Point localization data

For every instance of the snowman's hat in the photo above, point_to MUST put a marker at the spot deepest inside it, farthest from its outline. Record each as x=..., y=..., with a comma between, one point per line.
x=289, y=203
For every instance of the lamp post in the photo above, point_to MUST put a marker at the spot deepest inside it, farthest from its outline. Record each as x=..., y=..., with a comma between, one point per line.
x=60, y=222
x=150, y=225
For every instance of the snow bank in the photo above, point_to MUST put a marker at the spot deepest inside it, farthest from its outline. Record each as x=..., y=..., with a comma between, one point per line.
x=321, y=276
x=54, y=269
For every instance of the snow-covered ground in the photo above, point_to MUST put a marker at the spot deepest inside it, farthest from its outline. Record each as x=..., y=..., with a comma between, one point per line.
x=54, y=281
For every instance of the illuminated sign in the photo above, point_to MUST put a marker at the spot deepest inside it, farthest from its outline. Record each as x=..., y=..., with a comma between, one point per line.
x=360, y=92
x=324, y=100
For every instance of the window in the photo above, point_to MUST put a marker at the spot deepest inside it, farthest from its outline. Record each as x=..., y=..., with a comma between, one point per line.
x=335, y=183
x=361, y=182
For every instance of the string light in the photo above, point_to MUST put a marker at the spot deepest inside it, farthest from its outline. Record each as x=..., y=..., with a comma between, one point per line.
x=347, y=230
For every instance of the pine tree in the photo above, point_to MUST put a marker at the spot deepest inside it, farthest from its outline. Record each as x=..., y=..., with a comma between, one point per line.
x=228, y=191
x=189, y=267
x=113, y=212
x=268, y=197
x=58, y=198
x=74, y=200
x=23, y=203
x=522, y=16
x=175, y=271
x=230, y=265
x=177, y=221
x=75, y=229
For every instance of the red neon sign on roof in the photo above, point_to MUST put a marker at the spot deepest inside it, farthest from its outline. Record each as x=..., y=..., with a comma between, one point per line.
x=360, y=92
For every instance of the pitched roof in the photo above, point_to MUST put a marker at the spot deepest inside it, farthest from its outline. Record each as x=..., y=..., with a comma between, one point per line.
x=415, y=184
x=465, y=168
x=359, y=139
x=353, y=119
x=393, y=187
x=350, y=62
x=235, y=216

■ BRIEF: Set down the data in full, word for word.

■ ANSWER BOX:
For every instance of the snowman's hat in the photo above, point_to MUST put a marker at the spot deepest inside it, farthest from its outline. Record each as x=..., y=..., with a comma between, one point per line.
x=289, y=203
For every instance of the lamp post in the photo above, point_to MUST put a marker at the spot deepest inside it, farthest from its outline. Record each as x=..., y=..., with a comma between, one point per line.
x=60, y=222
x=150, y=225
For every instance of the snow bank in the photo above, point_to MUST put a marker at the spot deepest inside it, farthest from its outline. Record each as x=..., y=..., with a comma between, one point per line.
x=321, y=276
x=54, y=269
For every instance of the snow-covered ground in the photo above, point_to MUST put a marker at the spot deepest inside it, farthest from its outline. Record each as x=..., y=..., with a comma between, one point per line.
x=54, y=281
For every instance of the illuminated sign in the photo above, point_to MUST put a marker at the spot deepest inside it, farthest from its outline. Record each as x=..., y=..., with a comma between, one point per line.
x=360, y=92
x=324, y=100
For every instance of the window in the photo above, point_to MUST put a marker at the spot deepest inside it, farthest from its outline. Record each as x=..., y=..., with a comma between, one point per line.
x=335, y=183
x=361, y=182
For every instance of the string light in the photo above, point_to MUST put a marker at the spot deepest inside it, farthest from its outline. Record each as x=..., y=..., with a comma between, one point per line.
x=347, y=230
For every instance of the pine tree in the photo above, point_to MUST put a marker at the spot deepest inside it, farthest from its outline. Record each as x=..., y=..., with a comma between, one point per line.
x=228, y=191
x=189, y=267
x=113, y=212
x=268, y=197
x=58, y=198
x=74, y=200
x=23, y=203
x=522, y=16
x=175, y=271
x=230, y=265
x=177, y=221
x=75, y=229
For every instance of the red neon sign on roof in the photo above, point_to MUST put a marker at the spot deepest inside it, farthest from its outline. Record each as x=..., y=..., with a comma between, one point per line.
x=360, y=92
For every instance of the pitched roof in the photo above, point_to MUST put a marker at the spot deepest inside it, farthest from its outline. Record each as x=..., y=..., with a comma between, one point per line.
x=415, y=184
x=465, y=168
x=359, y=139
x=353, y=119
x=393, y=187
x=350, y=62
x=235, y=216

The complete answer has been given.